::: Reading passage :::
Is Meat Murder?


    You will see from the title that I’ve chosen a cheery subject to tackle for this article. I was going to say ‘get my teeth into’ but you’ll soon see that such a phrase would have been in very poor taste (sic) so I’ll leave the jokes till later after we’ve chewed on the subject matter for a while.
Some vegetarians are so full of evangelical zeal for their cause that it puts we slothful Christians to shame. They think it is not enough to just stop eating meat but that they should persuade the rest of us to do the same. Their campaigning for this belief can be remarkably direct and thought-provoking. I particularly recall the stickers they put about the place which boldly proclaim:

"Eating Meat is Murder!"

    Food for thought, If you’ll excuse me for saying so (that was the joke by the way).  There I am digging my knife in another big juicy steak without a care in the world and reflecting on how wonderful life can be, when just then the poor animal’s spirit is reporting my name and those of my dinner companions to the ruminantocide department in the Heavenlies. Just think where it leaves the butcher, and as for the poor chap down at the abattoir, is there enough sulphur in hell to repay him his evils? Time to reach for the Bible.
::: Given entries :::
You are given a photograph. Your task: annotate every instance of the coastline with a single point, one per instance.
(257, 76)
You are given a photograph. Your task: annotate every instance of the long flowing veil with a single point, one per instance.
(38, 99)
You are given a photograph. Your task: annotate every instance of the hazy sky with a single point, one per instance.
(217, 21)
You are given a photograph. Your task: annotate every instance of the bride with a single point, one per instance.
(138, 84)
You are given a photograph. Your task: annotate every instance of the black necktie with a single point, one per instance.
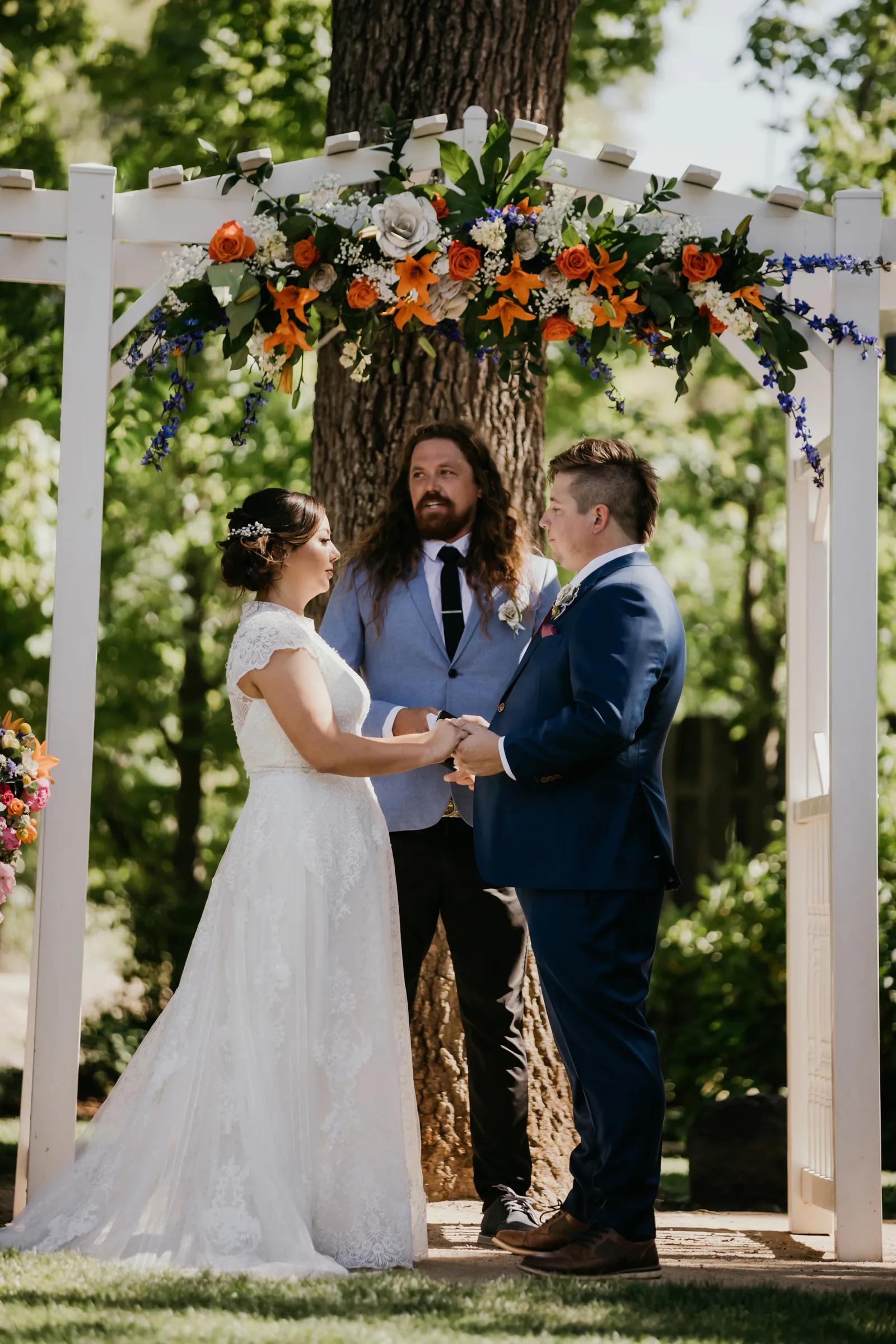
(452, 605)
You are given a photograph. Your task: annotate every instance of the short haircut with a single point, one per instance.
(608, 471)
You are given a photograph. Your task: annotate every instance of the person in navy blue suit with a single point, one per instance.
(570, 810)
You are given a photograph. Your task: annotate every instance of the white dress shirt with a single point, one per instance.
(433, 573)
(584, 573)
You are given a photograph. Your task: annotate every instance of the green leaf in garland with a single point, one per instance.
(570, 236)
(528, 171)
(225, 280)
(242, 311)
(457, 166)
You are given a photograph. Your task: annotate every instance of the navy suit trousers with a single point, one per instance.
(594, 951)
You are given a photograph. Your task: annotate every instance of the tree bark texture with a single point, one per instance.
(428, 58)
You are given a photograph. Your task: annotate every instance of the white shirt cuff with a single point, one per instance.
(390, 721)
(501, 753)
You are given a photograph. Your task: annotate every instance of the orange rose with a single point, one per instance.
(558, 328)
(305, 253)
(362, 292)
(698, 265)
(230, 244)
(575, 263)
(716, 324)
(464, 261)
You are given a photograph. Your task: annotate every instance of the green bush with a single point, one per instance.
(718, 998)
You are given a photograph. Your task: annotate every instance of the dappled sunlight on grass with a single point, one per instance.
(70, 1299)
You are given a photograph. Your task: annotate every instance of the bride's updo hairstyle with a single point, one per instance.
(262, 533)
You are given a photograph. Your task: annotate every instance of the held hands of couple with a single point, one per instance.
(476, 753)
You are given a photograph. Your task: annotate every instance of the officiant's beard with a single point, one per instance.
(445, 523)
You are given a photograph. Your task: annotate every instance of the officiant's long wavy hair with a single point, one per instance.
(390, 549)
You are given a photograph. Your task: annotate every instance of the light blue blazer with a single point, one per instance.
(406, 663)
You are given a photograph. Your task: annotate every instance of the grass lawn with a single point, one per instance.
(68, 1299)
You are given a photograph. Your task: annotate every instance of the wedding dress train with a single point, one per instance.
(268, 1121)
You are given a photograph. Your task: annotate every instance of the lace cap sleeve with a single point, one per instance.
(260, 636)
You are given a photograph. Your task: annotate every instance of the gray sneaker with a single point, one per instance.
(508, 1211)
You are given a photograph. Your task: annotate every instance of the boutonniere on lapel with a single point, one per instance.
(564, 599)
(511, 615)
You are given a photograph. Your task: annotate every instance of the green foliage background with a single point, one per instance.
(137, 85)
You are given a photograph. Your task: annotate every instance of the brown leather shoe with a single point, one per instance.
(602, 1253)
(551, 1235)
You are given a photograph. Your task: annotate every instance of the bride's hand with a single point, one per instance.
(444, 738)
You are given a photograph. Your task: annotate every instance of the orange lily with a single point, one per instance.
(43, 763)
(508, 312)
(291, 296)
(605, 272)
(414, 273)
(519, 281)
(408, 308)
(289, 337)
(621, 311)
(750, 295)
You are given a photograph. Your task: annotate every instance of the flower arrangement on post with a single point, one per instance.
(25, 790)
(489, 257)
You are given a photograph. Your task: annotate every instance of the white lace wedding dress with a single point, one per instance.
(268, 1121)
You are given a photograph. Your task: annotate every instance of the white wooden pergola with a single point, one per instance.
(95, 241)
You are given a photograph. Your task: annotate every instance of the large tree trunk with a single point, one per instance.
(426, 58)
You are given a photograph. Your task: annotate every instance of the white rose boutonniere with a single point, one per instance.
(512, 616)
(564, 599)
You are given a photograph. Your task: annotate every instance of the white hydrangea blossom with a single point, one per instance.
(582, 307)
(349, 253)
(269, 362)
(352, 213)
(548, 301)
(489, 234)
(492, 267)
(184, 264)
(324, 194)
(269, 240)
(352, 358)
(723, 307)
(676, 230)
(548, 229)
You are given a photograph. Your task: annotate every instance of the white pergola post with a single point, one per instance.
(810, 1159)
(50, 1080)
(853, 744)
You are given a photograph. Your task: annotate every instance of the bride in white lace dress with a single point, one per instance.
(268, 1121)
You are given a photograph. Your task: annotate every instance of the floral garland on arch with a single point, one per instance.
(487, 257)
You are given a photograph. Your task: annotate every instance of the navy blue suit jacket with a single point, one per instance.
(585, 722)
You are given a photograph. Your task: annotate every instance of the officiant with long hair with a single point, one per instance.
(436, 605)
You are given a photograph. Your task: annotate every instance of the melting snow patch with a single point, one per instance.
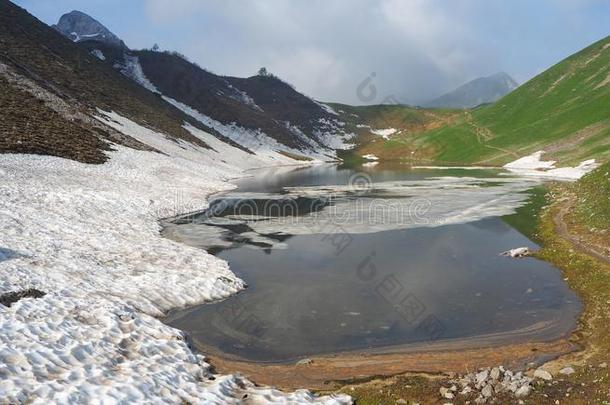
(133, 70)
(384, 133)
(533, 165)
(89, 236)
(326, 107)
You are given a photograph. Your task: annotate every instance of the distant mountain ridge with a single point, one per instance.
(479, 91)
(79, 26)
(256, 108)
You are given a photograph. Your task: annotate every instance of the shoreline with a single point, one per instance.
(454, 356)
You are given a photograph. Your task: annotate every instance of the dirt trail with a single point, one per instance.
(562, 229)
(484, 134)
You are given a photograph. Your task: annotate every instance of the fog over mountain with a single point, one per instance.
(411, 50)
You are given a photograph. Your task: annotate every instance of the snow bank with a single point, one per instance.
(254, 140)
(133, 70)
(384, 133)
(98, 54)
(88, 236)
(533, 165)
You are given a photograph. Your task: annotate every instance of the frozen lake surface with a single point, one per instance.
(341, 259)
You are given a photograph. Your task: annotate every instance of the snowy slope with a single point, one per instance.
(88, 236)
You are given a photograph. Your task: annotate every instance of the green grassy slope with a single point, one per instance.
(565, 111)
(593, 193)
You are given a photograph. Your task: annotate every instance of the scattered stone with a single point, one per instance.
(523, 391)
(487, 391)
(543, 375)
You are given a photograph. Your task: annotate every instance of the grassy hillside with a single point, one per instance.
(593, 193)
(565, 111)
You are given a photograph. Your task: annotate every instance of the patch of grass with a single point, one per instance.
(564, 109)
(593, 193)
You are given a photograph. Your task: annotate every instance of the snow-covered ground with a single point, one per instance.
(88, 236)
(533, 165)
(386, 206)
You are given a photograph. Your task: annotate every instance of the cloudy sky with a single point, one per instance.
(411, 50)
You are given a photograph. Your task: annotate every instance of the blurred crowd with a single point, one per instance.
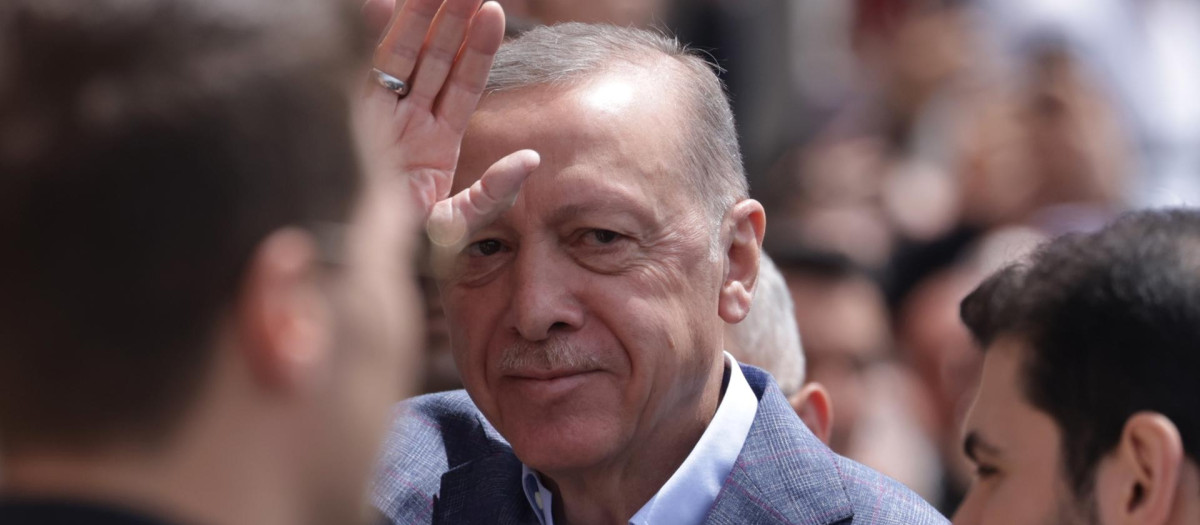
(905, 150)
:::
- **The problem**
Retype the part of the "Is Meat Murder?" article above word for word, starting at "Food for thought, If" and ending at "for the Bible.".

- **Result of the exercise**
Food for thought, If you’ll excuse me for saying so (that was the joke by the way).  There I am digging my knife in another big juicy steak without a care in the world and reflecting on how wonderful life can be, when just then the poor animal’s spirit is reporting my name and those of my dinner companions to the ruminantocide department in the Heavenlies. Just think where it leaves the butcher, and as for the poor chap down at the abattoir, is there enough sulphur in hell to repay him his evils? Time to reach for the Bible.